##### TEXTE #####
Il reste que la collection est exceptionnelle et que chacun, en se promenant sur le parquet, le long des vitrines, pourra y trouver la beauté du monde et de la France ou des formes extravagantes, même des petits morceaux directement venus de la Lune ou de Mars, par des itinéraires qui peuvent apparaître insolites au novice. J'ai particulièrement apprécié la Lazurite, bien souvent extraite des montagnes afghanes, qui est un constituant du Lapis-Lazuli et qui donnait le si rare et exceptionnel à l'époque bleu outre-mer dont la valeur à certaines périodes était plus élevée que celle de l'or, tellement exorbitante qu'elle était réservée aux seules représentations des vêtements de la vierge ou du roi de France. Cette collection pourrait réveiller les plus blasés tant la variété des formes, des couleurs et des associations des deux est grande. On pourra alors retourner serein sur sa colline de Belleville, non loin de la rue des Pyrénées et refaire le voyage à travers la toponymie des rues (de la mare, des cascades ou des rigoles) et s'imaginer quelque part dans une vallée d'une montagne château d'eau. On repensera peut-être aussi à l'opale de Ménilmontant observée dans les vitrines du musée.
##### DONNÉES ENREGISTRÉES #####
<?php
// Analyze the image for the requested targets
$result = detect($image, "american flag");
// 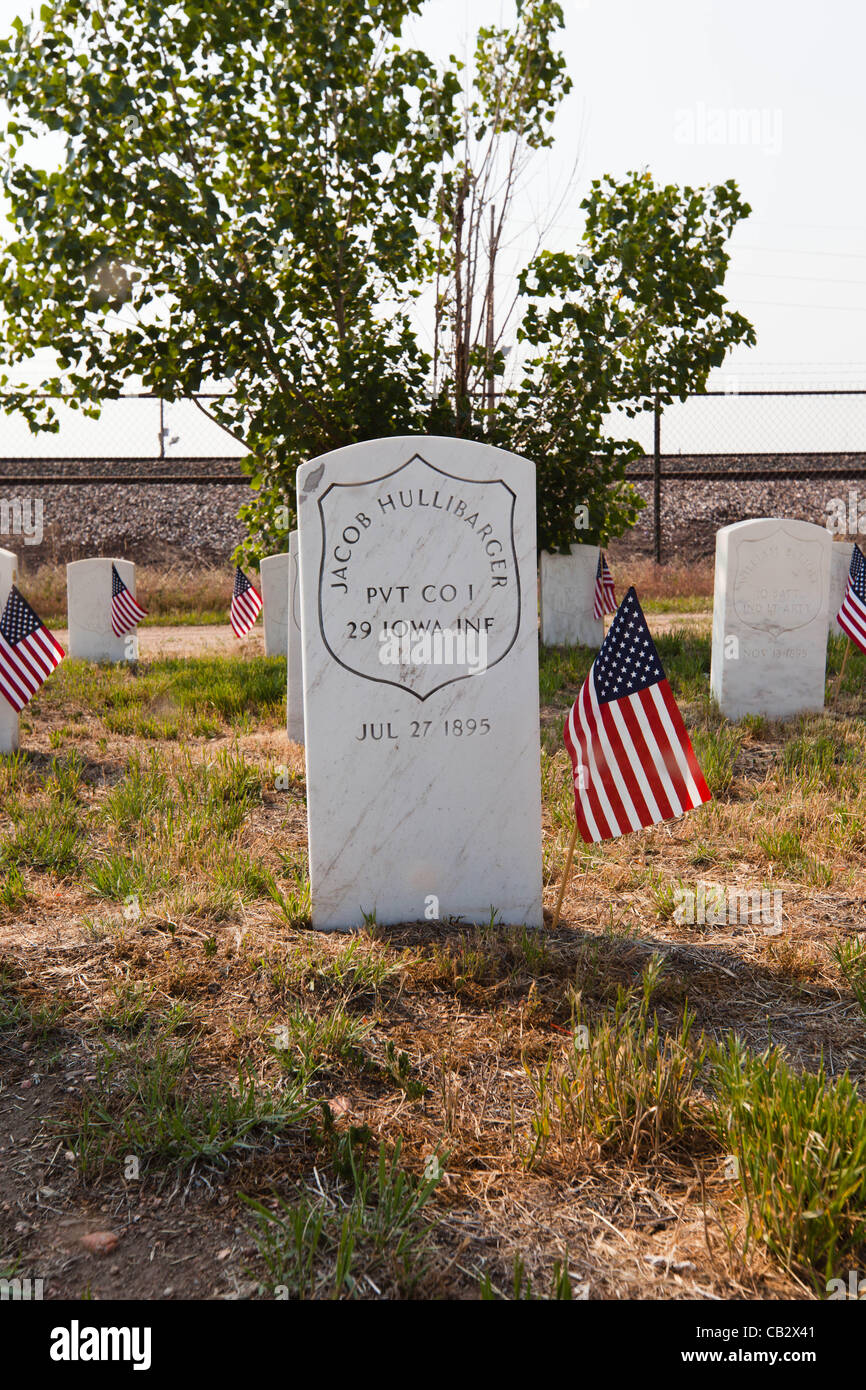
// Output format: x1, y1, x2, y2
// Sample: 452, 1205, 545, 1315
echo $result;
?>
0, 585, 67, 713
835, 545, 866, 652
564, 588, 710, 844
231, 566, 261, 637
111, 564, 147, 637
592, 550, 616, 619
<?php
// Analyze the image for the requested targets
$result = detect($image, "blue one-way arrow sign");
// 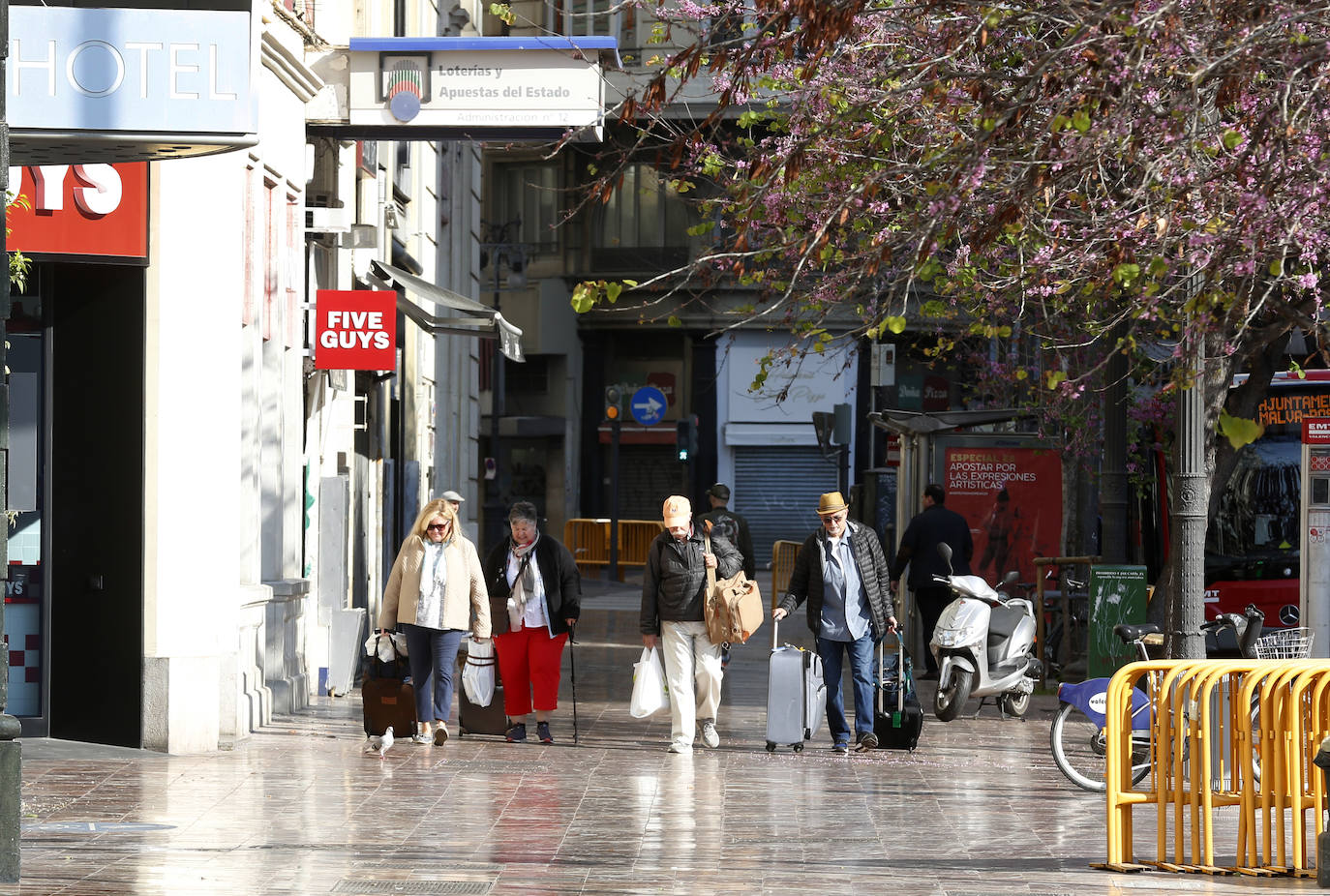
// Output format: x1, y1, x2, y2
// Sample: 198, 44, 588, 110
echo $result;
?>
628, 385, 668, 427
#####
• **CONSIGNE**
Poursuivez le texte sur la collection de minéraux à partir de sa dernière phrase.

• **RÉPONSE FINALE**
Photo 2: Petit échantillon de l'immense diversité de la collection |
Photo 3 : Le cirque dans toute sa splendeur |
"Nul besoin d’être géologue ni même scientifique pour oser franchir le seuil de cette prestigieuse école des mines et profiter de ce magnifique musée de minéralogie. Il suffit d’un peu de curiosité ou encore être sensible à l’esthétique pour être conquis : les formes symétriques de certains minéraux automorphes comme la halite ou la staurotide en macle en Saint André rassureront les plus cartésiens tandis que les plus fantaisistes pourront davantage apprécier les formes surprenantes d’autres comme l’opale de Ménilmontant ou encore la sépiolite de Turquie aux courbes sensuelles. Place à l’imagination face aux divers échantillons : les formes arrondies de la malachite nous rappellent les grands fonds marins, les couleurs vives du souffre ou de la lazurite nos peintures d’école, le granite orbiculaire un chapelet d’œufs de grenouille, l’opale du Mexique un tableau de Miro, une fluorite de Giromany ou une pyrite une sculpture de César ...
Nous voilà au détour d’une vitrine dans la cour de Napoléeon III, puisqu’on y trouve les joyaux d’émeraude de sa Couronne Impériale, au bord d’une plage paradisiaque à l’eau couleur de l’ hémimorphite (trouvée dans les Hautes-Pyrénées). Nous envisageons même un embarquement pour la lune voir mars en regardant les météorites…
En plus de ce voyage dans l’imaginaire, nous faisons un saut dans le temps grâce au mobilier 19e qui nous expose ses richesses comme un coffre aux trésors trouvé dans un vieux grenier.
Naturalistes, artistes, rêveurs… il y en a pour tous." (C.B.)